• Exercise aim: Retype each record exactly.

..............................

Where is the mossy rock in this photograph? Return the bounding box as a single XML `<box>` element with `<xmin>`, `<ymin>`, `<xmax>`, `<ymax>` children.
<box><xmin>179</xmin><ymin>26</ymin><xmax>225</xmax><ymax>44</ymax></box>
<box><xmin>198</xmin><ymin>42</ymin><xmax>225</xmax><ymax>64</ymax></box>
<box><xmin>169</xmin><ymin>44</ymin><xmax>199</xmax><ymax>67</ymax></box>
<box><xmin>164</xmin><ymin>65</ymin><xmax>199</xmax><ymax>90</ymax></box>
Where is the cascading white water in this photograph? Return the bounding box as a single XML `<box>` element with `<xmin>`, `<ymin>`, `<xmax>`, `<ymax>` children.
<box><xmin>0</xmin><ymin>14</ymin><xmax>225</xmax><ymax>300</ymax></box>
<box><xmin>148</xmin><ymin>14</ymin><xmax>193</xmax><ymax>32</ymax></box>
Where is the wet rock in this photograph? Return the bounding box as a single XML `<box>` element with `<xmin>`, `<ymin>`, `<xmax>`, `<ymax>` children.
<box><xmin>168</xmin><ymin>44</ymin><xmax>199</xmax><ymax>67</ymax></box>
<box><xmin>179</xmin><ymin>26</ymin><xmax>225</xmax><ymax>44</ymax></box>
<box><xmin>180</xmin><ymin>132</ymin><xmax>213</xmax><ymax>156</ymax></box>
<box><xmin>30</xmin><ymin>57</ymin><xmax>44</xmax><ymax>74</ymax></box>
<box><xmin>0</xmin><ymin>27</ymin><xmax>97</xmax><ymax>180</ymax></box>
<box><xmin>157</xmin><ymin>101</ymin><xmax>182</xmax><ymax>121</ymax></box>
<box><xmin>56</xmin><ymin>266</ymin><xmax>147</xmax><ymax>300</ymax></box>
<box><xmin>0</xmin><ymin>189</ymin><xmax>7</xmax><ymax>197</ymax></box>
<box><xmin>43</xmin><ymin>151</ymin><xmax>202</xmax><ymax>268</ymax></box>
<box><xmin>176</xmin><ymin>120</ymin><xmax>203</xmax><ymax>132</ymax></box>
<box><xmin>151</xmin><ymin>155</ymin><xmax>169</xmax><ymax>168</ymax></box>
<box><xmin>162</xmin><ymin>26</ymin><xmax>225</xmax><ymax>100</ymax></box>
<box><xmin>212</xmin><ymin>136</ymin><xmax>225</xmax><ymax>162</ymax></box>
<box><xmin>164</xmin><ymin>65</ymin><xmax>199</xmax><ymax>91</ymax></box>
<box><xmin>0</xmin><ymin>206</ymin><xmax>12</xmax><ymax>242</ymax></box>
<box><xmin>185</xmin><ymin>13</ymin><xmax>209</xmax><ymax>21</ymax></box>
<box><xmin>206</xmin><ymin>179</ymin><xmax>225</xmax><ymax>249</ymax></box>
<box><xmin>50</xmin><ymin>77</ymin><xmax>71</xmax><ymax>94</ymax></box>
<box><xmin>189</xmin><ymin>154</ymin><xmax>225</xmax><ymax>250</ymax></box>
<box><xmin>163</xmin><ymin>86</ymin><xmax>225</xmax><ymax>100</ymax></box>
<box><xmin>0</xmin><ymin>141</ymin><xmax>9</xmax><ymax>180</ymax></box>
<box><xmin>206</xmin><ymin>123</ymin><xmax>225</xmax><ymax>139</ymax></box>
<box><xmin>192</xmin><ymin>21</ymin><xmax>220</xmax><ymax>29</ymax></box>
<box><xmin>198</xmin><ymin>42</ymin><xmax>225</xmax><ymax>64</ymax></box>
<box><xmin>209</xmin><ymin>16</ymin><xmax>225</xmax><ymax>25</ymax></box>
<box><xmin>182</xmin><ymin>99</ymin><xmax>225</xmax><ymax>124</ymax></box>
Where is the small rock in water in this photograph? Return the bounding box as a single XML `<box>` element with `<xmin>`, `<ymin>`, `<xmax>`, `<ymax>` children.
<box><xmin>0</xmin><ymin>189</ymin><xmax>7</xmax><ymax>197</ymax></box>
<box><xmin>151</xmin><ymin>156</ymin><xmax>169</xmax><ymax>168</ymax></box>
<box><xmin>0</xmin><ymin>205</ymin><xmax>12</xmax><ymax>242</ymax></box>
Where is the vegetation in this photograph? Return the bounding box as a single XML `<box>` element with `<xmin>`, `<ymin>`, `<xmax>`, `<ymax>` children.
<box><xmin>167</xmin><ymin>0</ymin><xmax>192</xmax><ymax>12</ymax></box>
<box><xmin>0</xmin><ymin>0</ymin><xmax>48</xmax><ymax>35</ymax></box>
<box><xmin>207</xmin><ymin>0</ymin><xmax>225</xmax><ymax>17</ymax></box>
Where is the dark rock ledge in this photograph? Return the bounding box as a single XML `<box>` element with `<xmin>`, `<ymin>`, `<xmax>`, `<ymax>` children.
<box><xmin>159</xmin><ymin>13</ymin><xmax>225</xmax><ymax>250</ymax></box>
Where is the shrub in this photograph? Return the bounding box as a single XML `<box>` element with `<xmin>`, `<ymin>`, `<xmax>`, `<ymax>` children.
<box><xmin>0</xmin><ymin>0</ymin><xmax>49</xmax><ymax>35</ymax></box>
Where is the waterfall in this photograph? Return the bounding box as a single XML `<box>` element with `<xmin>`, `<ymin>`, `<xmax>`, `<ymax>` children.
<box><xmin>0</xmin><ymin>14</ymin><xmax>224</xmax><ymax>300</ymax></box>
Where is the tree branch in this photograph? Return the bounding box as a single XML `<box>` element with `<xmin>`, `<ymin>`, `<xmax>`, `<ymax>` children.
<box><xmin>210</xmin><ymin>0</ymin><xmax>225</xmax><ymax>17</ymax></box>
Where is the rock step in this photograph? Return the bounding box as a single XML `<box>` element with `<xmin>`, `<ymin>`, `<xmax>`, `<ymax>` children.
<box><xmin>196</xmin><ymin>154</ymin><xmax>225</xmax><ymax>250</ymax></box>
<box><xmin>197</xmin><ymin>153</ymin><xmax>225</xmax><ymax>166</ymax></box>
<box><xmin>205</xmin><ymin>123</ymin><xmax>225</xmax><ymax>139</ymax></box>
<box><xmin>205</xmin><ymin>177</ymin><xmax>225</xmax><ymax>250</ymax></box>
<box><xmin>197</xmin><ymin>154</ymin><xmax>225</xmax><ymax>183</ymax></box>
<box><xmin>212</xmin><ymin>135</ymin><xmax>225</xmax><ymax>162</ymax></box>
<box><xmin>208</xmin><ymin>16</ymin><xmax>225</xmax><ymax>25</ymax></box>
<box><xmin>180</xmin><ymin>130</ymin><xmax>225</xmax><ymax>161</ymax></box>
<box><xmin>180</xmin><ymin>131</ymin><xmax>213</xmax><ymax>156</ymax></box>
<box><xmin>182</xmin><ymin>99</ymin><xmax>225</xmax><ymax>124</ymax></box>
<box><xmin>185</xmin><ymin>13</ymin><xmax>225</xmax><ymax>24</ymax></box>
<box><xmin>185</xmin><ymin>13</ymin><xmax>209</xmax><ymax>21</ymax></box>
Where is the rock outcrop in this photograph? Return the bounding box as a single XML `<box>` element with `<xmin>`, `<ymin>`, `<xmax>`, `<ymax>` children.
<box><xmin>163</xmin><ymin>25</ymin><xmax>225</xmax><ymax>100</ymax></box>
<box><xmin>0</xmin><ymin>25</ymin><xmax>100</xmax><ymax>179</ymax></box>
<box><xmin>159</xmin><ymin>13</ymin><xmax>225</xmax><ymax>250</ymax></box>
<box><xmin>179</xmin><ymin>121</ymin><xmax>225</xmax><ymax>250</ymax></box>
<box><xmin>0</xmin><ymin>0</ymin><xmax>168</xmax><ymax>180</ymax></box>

..............................

• Result of the exercise:
Where is the mossy rock in this photograph? Return the bounding box as a single XML `<box>` element with `<xmin>`, `<ymin>`, `<xmax>`, `<ymax>` children.
<box><xmin>179</xmin><ymin>26</ymin><xmax>225</xmax><ymax>44</ymax></box>
<box><xmin>198</xmin><ymin>42</ymin><xmax>225</xmax><ymax>64</ymax></box>
<box><xmin>169</xmin><ymin>44</ymin><xmax>199</xmax><ymax>67</ymax></box>
<box><xmin>164</xmin><ymin>65</ymin><xmax>199</xmax><ymax>90</ymax></box>
Where is the cascading white water in this photograph? Return the bounding box as a single XML `<box>` element with `<xmin>`, `<ymin>`, `<xmax>`, `<ymax>` children.
<box><xmin>0</xmin><ymin>14</ymin><xmax>225</xmax><ymax>300</ymax></box>
<box><xmin>148</xmin><ymin>14</ymin><xmax>193</xmax><ymax>32</ymax></box>
Where is the wet rock in this photograph? Return the bounding box as a single XML `<box>` element with `<xmin>`, `<ymin>`, `<xmax>`, `<ymax>` children.
<box><xmin>168</xmin><ymin>44</ymin><xmax>199</xmax><ymax>67</ymax></box>
<box><xmin>179</xmin><ymin>26</ymin><xmax>225</xmax><ymax>44</ymax></box>
<box><xmin>180</xmin><ymin>132</ymin><xmax>213</xmax><ymax>156</ymax></box>
<box><xmin>30</xmin><ymin>57</ymin><xmax>44</xmax><ymax>74</ymax></box>
<box><xmin>0</xmin><ymin>27</ymin><xmax>97</xmax><ymax>180</ymax></box>
<box><xmin>157</xmin><ymin>101</ymin><xmax>182</xmax><ymax>121</ymax></box>
<box><xmin>56</xmin><ymin>266</ymin><xmax>147</xmax><ymax>300</ymax></box>
<box><xmin>0</xmin><ymin>189</ymin><xmax>7</xmax><ymax>197</ymax></box>
<box><xmin>43</xmin><ymin>151</ymin><xmax>202</xmax><ymax>268</ymax></box>
<box><xmin>176</xmin><ymin>120</ymin><xmax>203</xmax><ymax>132</ymax></box>
<box><xmin>151</xmin><ymin>155</ymin><xmax>169</xmax><ymax>168</ymax></box>
<box><xmin>162</xmin><ymin>26</ymin><xmax>225</xmax><ymax>100</ymax></box>
<box><xmin>212</xmin><ymin>136</ymin><xmax>225</xmax><ymax>162</ymax></box>
<box><xmin>164</xmin><ymin>65</ymin><xmax>199</xmax><ymax>91</ymax></box>
<box><xmin>0</xmin><ymin>206</ymin><xmax>12</xmax><ymax>242</ymax></box>
<box><xmin>185</xmin><ymin>13</ymin><xmax>209</xmax><ymax>21</ymax></box>
<box><xmin>206</xmin><ymin>179</ymin><xmax>225</xmax><ymax>249</ymax></box>
<box><xmin>50</xmin><ymin>77</ymin><xmax>71</xmax><ymax>94</ymax></box>
<box><xmin>189</xmin><ymin>154</ymin><xmax>225</xmax><ymax>250</ymax></box>
<box><xmin>163</xmin><ymin>86</ymin><xmax>225</xmax><ymax>100</ymax></box>
<box><xmin>0</xmin><ymin>141</ymin><xmax>9</xmax><ymax>180</ymax></box>
<box><xmin>206</xmin><ymin>123</ymin><xmax>225</xmax><ymax>139</ymax></box>
<box><xmin>192</xmin><ymin>21</ymin><xmax>220</xmax><ymax>29</ymax></box>
<box><xmin>198</xmin><ymin>42</ymin><xmax>225</xmax><ymax>64</ymax></box>
<box><xmin>209</xmin><ymin>16</ymin><xmax>225</xmax><ymax>25</ymax></box>
<box><xmin>182</xmin><ymin>99</ymin><xmax>225</xmax><ymax>124</ymax></box>
Where is the small rock in water in this photograph? Return the bounding box as a single XML `<box>` element with `<xmin>`, `<ymin>`, `<xmax>`, `<ymax>` children.
<box><xmin>0</xmin><ymin>189</ymin><xmax>7</xmax><ymax>197</ymax></box>
<box><xmin>151</xmin><ymin>156</ymin><xmax>169</xmax><ymax>168</ymax></box>
<box><xmin>0</xmin><ymin>205</ymin><xmax>12</xmax><ymax>242</ymax></box>
Where is the vegetation in this photograph? Return the bounding box as a single XML `<box>` element with `<xmin>`, `<ymin>`, `<xmax>`, `<ymax>` children.
<box><xmin>167</xmin><ymin>0</ymin><xmax>192</xmax><ymax>12</ymax></box>
<box><xmin>0</xmin><ymin>0</ymin><xmax>48</xmax><ymax>35</ymax></box>
<box><xmin>207</xmin><ymin>0</ymin><xmax>225</xmax><ymax>17</ymax></box>
Where is the dark rock ledge in this photograph? Return the bounding box as a single XML `<box>` element with `<xmin>`, `<ymin>`, `<xmax>`, `<ymax>` children.
<box><xmin>159</xmin><ymin>13</ymin><xmax>225</xmax><ymax>250</ymax></box>
Where is the shrub in this photograph? Return the bounding box as a single XML `<box>` element with `<xmin>`, `<ymin>`, `<xmax>`, `<ymax>` children.
<box><xmin>0</xmin><ymin>0</ymin><xmax>49</xmax><ymax>35</ymax></box>
Where is the waterfall in this photograph? Return the bounding box as a single XML `<box>` element with `<xmin>`, `<ymin>`, `<xmax>`, `<ymax>` children.
<box><xmin>0</xmin><ymin>14</ymin><xmax>224</xmax><ymax>300</ymax></box>
Where is the tree branch in this photograph? Return the bounding box as a single XML `<box>` element with `<xmin>`, `<ymin>`, `<xmax>`, `<ymax>` children.
<box><xmin>210</xmin><ymin>0</ymin><xmax>225</xmax><ymax>17</ymax></box>
Where is the rock step in this photograph? Return the bounding box as a single XML `<box>` element with `<xmin>`, `<ymin>`, `<xmax>`, `<ymax>` children.
<box><xmin>196</xmin><ymin>154</ymin><xmax>225</xmax><ymax>250</ymax></box>
<box><xmin>197</xmin><ymin>153</ymin><xmax>225</xmax><ymax>166</ymax></box>
<box><xmin>205</xmin><ymin>123</ymin><xmax>225</xmax><ymax>139</ymax></box>
<box><xmin>205</xmin><ymin>177</ymin><xmax>225</xmax><ymax>250</ymax></box>
<box><xmin>197</xmin><ymin>154</ymin><xmax>225</xmax><ymax>183</ymax></box>
<box><xmin>212</xmin><ymin>135</ymin><xmax>225</xmax><ymax>162</ymax></box>
<box><xmin>208</xmin><ymin>16</ymin><xmax>225</xmax><ymax>25</ymax></box>
<box><xmin>180</xmin><ymin>130</ymin><xmax>225</xmax><ymax>161</ymax></box>
<box><xmin>180</xmin><ymin>131</ymin><xmax>213</xmax><ymax>156</ymax></box>
<box><xmin>182</xmin><ymin>99</ymin><xmax>225</xmax><ymax>124</ymax></box>
<box><xmin>185</xmin><ymin>13</ymin><xmax>225</xmax><ymax>24</ymax></box>
<box><xmin>185</xmin><ymin>13</ymin><xmax>209</xmax><ymax>21</ymax></box>
Where is the rock outcrop in this photograph? Return the bounding box as a single XML `<box>` element with `<xmin>`, `<ymin>`, `<xmax>`, `<ymax>` children.
<box><xmin>163</xmin><ymin>25</ymin><xmax>225</xmax><ymax>100</ymax></box>
<box><xmin>0</xmin><ymin>25</ymin><xmax>100</xmax><ymax>179</ymax></box>
<box><xmin>159</xmin><ymin>13</ymin><xmax>225</xmax><ymax>250</ymax></box>
<box><xmin>179</xmin><ymin>121</ymin><xmax>225</xmax><ymax>250</ymax></box>
<box><xmin>0</xmin><ymin>0</ymin><xmax>168</xmax><ymax>180</ymax></box>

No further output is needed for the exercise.